## 原文节选

○ ○ ○

Codeforces Round#415 Div.2

A. Straight «A»

题面

Noora is a student of one famous high school. It's her final year in school — she is going to study in university next year. However, she has to get an «A» graduation certificate in order to apply to a prestigious one.

In school, where Noora is studying, teachers are putting down marks to the online class register, which are integers from 1 to k. The worst mark is 1, the best is k. Mark that is going to the certificate, is calculated as an average of all the marks, rounded to the closest integer. If several answers are possible, rounding up is produced. For example, 7.3 is rounded to 7, but 7.5 and 7.8784 — to 8.

For instance, if Noora has marks [8, 9], then the mark to the certificate is 9, because the average is equal to 8.5 and rounded to 9, but if the marks are [8, 8, 9], Noora will have graduation certificate with 8.

To graduate with «A» certificate, Noora has to have mark k.

Noora got n marks in register this year. However, she is afraid that her marks are not enough to get final mark k. Noora decided to ask for help in the internet, where hacker Leha immediately responded to her request. He is ready to hack class register for Noora and to add Noora any number of additional marks from 1 to k. At the same time, Leha want his hack be unseen to everyone, so he decided to add as less as possible additional marks. Please help Leha to calculate the minimal number of marks he has to add, so that final Noora's mark will become equal to k.

题意

问加多少人能拉高平均分达到目标，可以二分，但是我直接暴力。

代码

#include<bits/stdc++.h>
using namespace std;

int n,k,m;
double sum;
int cnt;

int main()
{
    ios::sync_with_stdio(false);
	cin>>n>>k;
	for (int i=1;i<=n;i++)
	{
		cin>>m;
		sum+=m*1.0;
	}
	for (int i=0;;i++)
	{
		if (floor((sum+i*(double)k)/(i+n)+0.5)==k)
		{
			cout<<i;
			return 0;
		}
	}
}

B. Summer sell-off

题面

Summer holidays! Someone is going on trips, someone is visiting grandparents, but someone is trying to get a part-time job. This summer Noora decided that she wants to earn some money, and took a job in a shop as an assistant.

Shop, where Noora is working, has a plan on the following n days. For each day sales manager knows exactly, that in i-th day ki products will be put up for sale and exactly li clients will come to the shop that day. Also, the manager is sure, that everyone, who comes to the shop, buys exactly one product or, if there aren't any left, leaves the shop without buying anything. Moreover, due to the short shelf-life of the products, manager established the following rule: if some part of the products left on the shelves at the end of the day, that products aren't kept on the next day and are sent to the dump.

○ ○ ○

## 所给资料
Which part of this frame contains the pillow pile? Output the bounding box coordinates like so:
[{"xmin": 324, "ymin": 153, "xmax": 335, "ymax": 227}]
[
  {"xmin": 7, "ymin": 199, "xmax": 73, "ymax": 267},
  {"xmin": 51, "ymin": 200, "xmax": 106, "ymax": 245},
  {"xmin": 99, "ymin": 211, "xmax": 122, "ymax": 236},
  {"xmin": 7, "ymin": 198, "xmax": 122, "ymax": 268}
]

○ ○ ○

## 任务说明
接着这篇 Codeforces Round#415 Div.2 题解的最后一句往下写。 上面的清单跟这里没有关系。

## 练习结果
For advertising purposes manager offered to start a sell-out in the shop. He asked Noora to choose any f days from n next for sell-outs. On each of f chosen days the number of products were put up for sale would be doubled. Thus, if on i-th day shop planned to put up for sale ki products and Noora has chosen this day for sell-out, shelves of the shop would keep 2·ki products. Consequently, there is an opportunity to sell two times more products on days of sell-out.

Noora's task is to choose f days to maximize total number of sold products. She asks you to help her with such a difficult problem.

题意

问改变哪几天的货物储藏量，能够卖的最好

直接sort贪心。我们优先选择能多卖的那几天。

代码

#include<bits/stdc++.h>
using namespace std;

using ll=long long;
int n;
int k;
pair<ll,ll> a[100010];
ll x,y;
ll ans;

int cmp(pair<ll,ll> q,pair<ll,ll> w)
{
	return (min(q.first*2,q.second)-q.first > min(w.first*2,w.second)-w.first);
}

int main()
{
    ios::sync_with_stdio(false);
	cin>>n>>k;
	for (int i=1;i<=n;i++)
	{
		cin>>x>>y;
		a[i]=make_pair(x,y);
	}
	sort(a+1,a+n+1,cmp);
	for (int i=1;i<=k;i++) ans+=min(a[i].first*2,a[i].second);
	for (int i=k+1;i<=n;i++) ans+=min(a[i].first,a[i].second);
	cout<<ans;
}

C - Do you want a date?

题面

Leha decided to move to a quiet town Vičkopolis, because he was tired by living in Bankopolis. Upon arrival he immediately began to expand his network of hacked computers. During the week Leha managed to get access to n computers throughout the town. Incidentally all the computers, which were hacked by Leha, lie on the same straight line, due to the reason that there is the only one straight street in Vičkopolis.

Let's denote the coordinate system on this street. Besides let's number all the hacked computers with integers from 1 to n. So the i-th hacked computer is located at the point xi. Moreover the coordinates of all computers are distinct.

Leha is determined to have a little rest after a hard week. Therefore he is going to invite his friend Noora to a restaurant. However the girl agrees to go on a date with the only one condition: Leha have to solve a simple task.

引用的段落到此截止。